What to do — Copy out every line of the data below that contains the word "separate".

Exercise materials —
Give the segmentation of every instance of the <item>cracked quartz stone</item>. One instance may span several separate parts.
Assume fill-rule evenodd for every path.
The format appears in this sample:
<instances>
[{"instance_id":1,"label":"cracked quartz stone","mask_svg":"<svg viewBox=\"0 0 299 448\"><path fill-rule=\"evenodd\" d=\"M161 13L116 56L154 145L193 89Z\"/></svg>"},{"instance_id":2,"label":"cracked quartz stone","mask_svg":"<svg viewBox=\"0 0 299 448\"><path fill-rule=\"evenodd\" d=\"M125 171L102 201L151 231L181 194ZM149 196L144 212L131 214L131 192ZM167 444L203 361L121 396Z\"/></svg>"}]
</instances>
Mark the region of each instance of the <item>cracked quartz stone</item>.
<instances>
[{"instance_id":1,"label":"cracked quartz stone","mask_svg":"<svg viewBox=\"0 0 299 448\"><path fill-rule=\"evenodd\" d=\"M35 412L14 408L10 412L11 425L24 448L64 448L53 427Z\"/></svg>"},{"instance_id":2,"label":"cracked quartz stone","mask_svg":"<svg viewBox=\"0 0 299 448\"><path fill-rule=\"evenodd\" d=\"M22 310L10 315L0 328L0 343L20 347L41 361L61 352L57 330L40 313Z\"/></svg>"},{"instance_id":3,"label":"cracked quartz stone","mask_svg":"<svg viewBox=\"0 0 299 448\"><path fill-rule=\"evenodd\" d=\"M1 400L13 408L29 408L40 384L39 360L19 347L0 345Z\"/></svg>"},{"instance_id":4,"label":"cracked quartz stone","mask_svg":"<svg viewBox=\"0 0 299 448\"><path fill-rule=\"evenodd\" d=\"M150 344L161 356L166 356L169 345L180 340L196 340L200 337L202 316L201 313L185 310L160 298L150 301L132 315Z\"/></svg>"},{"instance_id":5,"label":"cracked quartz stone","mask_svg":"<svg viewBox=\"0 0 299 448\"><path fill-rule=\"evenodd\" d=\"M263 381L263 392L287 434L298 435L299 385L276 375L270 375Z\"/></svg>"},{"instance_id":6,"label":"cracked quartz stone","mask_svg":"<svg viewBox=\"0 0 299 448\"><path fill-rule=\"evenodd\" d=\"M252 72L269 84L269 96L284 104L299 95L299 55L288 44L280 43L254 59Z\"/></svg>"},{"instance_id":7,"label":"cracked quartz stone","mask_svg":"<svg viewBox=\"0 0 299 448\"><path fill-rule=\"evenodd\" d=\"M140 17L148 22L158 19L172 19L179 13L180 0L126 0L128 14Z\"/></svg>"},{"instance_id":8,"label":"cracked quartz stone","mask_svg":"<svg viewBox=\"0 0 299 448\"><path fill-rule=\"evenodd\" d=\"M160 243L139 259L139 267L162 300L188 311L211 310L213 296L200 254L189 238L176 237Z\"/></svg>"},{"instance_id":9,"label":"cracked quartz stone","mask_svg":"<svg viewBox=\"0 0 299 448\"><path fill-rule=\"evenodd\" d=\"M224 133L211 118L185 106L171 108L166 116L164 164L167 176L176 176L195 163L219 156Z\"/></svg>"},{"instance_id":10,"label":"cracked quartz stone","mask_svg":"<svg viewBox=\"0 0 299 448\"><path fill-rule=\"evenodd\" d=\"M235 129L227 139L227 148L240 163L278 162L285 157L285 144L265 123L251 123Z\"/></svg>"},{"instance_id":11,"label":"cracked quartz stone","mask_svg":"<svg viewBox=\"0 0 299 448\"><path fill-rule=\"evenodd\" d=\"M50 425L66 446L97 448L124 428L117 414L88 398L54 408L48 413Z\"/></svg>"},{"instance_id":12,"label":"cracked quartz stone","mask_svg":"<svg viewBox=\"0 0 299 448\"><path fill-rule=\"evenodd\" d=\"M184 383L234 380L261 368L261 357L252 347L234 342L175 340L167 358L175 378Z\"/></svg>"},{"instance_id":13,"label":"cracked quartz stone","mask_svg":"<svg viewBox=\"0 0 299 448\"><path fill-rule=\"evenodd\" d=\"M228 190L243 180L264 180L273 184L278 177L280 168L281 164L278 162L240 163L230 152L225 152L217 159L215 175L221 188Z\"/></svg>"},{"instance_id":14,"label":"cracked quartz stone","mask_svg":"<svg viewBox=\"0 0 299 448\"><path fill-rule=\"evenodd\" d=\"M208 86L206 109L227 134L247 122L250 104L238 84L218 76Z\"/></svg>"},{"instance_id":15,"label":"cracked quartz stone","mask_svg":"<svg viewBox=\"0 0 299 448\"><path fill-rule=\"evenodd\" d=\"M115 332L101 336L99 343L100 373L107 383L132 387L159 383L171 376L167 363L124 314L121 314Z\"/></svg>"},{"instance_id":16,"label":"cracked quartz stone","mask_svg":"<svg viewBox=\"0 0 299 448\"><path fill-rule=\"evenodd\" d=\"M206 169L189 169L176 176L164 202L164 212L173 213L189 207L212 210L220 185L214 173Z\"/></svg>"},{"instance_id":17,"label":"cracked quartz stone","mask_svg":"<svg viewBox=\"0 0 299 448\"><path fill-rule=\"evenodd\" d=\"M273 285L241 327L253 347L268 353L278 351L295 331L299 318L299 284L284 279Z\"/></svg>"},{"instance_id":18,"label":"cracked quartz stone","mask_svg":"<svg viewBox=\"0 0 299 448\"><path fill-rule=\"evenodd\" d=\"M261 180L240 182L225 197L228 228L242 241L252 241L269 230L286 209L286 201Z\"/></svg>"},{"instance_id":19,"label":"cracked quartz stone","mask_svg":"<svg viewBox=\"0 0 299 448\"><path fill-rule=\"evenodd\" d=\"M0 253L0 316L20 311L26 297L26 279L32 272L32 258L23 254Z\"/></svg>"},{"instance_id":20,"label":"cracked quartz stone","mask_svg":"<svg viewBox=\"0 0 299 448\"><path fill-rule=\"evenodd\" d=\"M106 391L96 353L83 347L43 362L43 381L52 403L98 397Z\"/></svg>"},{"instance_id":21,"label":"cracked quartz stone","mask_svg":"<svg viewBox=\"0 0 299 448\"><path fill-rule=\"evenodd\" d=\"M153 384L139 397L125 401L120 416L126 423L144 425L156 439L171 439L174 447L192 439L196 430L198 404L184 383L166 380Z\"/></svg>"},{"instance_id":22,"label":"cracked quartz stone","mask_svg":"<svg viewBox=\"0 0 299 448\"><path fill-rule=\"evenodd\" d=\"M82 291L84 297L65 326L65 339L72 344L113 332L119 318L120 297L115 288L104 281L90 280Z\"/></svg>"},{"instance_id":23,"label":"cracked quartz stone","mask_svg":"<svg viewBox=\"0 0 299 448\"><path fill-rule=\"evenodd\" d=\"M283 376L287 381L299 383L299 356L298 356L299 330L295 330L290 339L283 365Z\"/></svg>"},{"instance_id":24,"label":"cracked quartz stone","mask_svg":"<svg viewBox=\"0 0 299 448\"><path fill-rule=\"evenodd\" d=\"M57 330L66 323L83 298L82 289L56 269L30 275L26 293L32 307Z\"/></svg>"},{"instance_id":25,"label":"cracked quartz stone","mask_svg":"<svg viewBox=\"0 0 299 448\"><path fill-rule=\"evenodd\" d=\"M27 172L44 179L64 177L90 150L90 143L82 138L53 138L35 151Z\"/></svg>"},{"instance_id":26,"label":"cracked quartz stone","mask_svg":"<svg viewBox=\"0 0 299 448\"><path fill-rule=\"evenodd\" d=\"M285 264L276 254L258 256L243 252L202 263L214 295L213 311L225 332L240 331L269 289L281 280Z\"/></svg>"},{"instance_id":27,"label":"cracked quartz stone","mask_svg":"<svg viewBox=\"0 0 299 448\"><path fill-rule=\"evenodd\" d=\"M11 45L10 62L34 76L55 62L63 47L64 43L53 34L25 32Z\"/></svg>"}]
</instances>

==

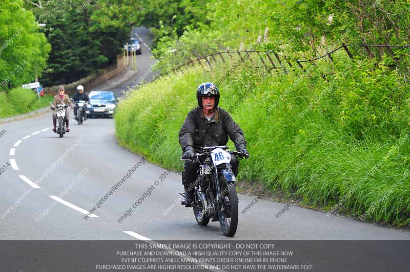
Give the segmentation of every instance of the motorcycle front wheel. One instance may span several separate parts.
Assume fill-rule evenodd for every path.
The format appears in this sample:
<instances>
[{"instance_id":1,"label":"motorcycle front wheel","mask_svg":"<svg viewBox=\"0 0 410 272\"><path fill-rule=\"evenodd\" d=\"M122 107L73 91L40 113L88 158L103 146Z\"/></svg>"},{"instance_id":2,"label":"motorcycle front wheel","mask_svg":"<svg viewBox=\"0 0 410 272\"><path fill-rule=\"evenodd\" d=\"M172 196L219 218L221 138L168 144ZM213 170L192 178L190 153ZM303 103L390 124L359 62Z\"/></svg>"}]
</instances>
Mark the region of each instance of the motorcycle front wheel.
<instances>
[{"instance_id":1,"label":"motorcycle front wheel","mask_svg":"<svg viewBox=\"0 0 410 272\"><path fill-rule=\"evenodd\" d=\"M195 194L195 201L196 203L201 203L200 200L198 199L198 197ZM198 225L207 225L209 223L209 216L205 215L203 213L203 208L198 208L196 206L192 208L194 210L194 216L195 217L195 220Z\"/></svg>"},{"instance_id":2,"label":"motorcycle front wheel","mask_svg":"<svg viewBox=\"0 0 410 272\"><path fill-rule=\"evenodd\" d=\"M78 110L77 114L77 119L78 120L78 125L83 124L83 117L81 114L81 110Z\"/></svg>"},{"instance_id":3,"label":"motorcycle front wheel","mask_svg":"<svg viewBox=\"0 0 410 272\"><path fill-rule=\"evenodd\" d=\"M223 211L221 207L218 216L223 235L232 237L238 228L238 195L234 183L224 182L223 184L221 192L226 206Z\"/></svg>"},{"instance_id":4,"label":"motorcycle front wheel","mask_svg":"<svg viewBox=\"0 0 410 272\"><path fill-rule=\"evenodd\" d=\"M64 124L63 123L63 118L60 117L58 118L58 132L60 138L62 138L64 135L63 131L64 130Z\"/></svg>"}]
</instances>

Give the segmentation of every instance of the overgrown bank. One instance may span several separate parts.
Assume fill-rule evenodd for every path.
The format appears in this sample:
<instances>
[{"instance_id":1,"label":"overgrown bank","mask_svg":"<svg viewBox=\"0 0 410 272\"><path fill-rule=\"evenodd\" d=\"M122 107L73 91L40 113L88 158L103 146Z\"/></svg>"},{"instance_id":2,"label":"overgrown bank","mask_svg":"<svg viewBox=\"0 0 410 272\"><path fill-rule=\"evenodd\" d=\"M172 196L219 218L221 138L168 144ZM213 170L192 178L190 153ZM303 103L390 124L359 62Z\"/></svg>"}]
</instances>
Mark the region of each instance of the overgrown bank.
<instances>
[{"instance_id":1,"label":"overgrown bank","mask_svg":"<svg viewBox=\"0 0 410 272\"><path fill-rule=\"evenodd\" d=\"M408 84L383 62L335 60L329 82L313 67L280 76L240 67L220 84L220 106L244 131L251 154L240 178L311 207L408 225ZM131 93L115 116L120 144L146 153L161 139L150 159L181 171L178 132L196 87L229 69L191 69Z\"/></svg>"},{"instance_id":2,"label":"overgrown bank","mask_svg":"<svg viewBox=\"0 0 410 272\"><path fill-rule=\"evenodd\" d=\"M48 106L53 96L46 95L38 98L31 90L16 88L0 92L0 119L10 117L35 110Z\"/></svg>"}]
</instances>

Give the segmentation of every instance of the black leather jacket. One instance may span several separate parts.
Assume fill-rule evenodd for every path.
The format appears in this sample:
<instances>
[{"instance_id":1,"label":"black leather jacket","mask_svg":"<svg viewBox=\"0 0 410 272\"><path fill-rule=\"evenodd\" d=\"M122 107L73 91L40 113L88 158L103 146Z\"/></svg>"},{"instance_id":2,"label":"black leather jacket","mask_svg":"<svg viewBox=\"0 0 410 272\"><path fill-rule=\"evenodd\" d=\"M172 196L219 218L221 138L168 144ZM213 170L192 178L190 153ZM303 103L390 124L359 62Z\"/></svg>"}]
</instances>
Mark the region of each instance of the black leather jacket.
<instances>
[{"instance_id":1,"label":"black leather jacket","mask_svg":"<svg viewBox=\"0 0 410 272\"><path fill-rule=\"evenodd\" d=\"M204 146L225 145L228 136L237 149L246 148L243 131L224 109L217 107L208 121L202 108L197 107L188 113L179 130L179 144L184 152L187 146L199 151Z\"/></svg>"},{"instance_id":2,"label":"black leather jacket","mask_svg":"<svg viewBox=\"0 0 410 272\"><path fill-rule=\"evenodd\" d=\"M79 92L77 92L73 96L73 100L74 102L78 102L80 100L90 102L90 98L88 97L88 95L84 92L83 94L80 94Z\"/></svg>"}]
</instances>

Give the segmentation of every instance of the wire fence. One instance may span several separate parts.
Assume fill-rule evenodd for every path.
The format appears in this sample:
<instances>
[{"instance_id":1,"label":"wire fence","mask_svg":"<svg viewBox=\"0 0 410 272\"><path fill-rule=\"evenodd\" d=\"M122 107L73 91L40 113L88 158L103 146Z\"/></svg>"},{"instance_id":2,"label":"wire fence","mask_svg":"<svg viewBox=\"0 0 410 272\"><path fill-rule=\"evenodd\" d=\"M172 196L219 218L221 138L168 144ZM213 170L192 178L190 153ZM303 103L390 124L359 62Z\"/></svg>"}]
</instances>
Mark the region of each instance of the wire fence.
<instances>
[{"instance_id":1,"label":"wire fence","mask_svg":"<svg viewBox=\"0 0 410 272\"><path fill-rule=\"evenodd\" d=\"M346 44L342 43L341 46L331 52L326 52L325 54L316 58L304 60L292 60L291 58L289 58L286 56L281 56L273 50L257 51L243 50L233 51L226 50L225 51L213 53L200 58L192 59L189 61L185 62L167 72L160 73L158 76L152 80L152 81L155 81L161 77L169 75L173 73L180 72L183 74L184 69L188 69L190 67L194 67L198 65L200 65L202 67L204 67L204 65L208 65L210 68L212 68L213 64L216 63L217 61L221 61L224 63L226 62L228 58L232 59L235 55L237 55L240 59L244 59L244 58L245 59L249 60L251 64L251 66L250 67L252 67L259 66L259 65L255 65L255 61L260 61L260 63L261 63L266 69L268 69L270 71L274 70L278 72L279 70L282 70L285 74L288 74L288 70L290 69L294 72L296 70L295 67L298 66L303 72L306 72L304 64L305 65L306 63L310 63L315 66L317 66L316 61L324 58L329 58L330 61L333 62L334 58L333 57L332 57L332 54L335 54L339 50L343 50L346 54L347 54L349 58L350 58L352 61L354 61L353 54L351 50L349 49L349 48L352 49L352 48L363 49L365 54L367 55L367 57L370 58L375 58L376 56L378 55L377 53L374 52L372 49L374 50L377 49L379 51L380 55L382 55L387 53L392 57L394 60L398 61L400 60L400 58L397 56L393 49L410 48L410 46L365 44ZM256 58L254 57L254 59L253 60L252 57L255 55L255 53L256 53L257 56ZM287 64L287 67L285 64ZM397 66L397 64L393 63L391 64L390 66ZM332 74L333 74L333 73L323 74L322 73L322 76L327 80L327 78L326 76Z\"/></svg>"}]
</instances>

...

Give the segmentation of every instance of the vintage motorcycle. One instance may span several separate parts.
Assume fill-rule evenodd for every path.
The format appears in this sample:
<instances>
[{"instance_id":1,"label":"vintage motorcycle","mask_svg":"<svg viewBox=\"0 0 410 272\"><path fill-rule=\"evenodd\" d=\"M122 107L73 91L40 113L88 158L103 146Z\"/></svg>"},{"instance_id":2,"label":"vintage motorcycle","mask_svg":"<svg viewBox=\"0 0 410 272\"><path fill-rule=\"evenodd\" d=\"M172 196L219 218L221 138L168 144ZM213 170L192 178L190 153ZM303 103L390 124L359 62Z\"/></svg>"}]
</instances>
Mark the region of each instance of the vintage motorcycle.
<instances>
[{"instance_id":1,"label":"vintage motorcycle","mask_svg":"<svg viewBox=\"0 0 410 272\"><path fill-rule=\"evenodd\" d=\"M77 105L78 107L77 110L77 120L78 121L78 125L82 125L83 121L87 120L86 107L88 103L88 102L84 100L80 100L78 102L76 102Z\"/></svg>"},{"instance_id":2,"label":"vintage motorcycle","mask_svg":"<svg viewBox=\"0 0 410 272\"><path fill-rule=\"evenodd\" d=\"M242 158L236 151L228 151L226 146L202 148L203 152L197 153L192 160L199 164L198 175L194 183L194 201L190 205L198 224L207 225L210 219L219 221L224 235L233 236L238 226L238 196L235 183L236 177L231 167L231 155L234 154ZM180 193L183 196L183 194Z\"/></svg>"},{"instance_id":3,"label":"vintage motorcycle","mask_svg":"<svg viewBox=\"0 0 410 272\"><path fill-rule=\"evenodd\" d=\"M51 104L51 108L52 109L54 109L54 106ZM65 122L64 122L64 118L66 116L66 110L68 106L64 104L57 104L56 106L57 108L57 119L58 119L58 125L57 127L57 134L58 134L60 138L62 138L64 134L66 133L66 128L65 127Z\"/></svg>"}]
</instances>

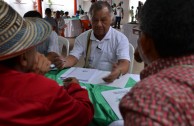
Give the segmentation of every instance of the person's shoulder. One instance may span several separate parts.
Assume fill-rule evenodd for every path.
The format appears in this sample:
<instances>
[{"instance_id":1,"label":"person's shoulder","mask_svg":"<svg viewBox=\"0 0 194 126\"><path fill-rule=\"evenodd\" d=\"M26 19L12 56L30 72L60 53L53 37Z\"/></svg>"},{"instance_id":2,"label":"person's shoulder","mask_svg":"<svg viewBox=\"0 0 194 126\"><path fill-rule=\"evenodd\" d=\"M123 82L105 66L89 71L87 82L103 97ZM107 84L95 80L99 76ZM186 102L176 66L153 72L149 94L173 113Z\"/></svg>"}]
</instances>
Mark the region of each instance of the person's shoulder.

Output below —
Give the segmentation of every instance of the <item>cracked quartz stone</item>. One instance may span several separate parts.
Give the segmentation of every instance of the motorcycle front wheel. One instance may span several separate parts.
Give the segmentation of every instance of the overgrown bank. One instance may span several separate parts.
Give the segmentation of every instance of the black leather jacket. One instance may span several separate parts.
Give the segmentation of every instance of the wire fence. One instance may span several separate parts.
Give the segmentation of every instance of the vintage motorcycle. One instance may span several separate parts.
Give the segmentation of every instance of the person's shoulder. One instance may span several separate parts.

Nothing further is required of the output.